▸ ACTIVITY
Please set down exactly the lines of the listing below from the line containing "Output, for each" through the line containing "180L269 149L268 158L250", both lines included, leaving out all other lines.

▸ MATERIAL SHOWN
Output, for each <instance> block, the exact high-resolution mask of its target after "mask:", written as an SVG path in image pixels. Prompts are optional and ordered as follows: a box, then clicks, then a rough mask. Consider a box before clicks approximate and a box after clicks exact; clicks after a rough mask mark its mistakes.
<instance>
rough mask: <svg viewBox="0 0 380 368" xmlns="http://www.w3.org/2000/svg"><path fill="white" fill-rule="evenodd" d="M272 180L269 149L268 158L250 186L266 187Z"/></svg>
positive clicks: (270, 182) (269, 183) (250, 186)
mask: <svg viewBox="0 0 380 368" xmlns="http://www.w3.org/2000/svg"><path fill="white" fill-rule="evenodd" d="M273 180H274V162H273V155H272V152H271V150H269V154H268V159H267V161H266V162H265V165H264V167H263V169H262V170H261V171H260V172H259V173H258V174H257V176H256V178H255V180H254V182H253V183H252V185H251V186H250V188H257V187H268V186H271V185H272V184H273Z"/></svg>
* * *
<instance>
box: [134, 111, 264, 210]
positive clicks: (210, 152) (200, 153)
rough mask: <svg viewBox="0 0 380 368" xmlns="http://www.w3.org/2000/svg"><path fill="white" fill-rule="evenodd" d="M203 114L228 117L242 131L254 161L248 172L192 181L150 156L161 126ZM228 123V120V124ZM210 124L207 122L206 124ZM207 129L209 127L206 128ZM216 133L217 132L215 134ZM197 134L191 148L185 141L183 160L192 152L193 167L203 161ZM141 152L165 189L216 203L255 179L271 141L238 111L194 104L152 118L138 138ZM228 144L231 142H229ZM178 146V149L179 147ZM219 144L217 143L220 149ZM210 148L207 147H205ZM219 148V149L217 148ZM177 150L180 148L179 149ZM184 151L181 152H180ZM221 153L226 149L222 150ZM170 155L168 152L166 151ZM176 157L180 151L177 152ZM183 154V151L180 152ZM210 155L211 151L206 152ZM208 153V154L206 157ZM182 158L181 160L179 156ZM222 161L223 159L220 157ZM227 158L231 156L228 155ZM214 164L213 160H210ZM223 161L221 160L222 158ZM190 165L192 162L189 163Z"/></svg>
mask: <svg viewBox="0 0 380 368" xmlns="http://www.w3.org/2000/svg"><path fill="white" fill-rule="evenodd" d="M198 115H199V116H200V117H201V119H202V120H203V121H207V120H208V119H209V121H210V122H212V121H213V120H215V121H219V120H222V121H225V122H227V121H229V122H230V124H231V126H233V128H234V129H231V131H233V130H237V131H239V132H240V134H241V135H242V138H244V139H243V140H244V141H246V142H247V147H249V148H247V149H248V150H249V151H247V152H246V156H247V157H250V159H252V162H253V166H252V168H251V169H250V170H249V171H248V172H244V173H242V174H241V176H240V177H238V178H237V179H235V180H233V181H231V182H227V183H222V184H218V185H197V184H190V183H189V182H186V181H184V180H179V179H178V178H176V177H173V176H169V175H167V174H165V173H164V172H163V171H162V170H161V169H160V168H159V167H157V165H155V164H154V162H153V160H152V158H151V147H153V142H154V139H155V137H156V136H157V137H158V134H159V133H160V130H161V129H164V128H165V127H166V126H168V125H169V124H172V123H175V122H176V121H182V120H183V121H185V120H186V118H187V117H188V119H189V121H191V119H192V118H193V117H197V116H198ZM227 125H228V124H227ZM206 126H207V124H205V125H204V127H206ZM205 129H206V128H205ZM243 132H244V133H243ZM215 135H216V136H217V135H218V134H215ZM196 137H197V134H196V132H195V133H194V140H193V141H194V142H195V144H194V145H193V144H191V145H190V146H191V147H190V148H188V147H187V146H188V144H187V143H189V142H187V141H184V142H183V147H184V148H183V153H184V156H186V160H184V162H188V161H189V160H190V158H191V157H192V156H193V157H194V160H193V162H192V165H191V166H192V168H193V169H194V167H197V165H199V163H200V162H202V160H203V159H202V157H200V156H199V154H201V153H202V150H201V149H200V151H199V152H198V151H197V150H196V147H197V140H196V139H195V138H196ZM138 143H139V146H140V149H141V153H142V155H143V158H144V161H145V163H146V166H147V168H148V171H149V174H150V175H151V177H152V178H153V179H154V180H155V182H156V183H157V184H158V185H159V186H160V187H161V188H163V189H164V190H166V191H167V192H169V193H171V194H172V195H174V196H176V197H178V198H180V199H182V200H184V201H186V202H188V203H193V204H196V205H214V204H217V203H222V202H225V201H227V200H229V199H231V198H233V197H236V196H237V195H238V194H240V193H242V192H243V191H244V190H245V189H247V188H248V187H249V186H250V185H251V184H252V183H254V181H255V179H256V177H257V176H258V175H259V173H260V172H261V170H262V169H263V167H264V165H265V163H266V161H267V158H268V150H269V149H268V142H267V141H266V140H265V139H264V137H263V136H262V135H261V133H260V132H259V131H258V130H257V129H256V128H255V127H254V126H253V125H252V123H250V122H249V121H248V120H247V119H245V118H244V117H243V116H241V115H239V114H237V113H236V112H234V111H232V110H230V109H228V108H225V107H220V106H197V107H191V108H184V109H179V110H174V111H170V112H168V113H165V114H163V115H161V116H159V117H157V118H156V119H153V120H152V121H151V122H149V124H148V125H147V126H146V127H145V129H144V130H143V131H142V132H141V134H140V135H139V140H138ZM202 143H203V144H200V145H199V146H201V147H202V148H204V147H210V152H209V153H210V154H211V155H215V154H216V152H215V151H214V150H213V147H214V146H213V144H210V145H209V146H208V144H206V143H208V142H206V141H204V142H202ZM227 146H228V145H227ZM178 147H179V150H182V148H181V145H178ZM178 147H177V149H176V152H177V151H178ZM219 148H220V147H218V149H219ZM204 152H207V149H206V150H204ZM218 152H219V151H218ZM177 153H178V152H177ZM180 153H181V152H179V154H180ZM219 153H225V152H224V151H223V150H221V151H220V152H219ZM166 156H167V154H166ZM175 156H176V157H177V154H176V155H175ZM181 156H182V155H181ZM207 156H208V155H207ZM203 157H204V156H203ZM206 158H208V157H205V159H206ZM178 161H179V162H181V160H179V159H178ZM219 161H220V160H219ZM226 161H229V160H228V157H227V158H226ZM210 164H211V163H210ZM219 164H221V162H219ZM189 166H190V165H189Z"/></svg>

▸ RESPONSE BELOW
Output, for each <instance> block, the exact high-resolution mask of its target after "mask:", written as an SVG path in image pixels. Prompts are optional and ordered as follows: a box, then clicks, then a rough mask. Consider a box before clicks approximate and a box after clicks exact; clicks after a rough mask mark its mistakes.
<instance>
rough mask: <svg viewBox="0 0 380 368" xmlns="http://www.w3.org/2000/svg"><path fill="white" fill-rule="evenodd" d="M272 180L269 149L268 158L250 186L266 187Z"/></svg>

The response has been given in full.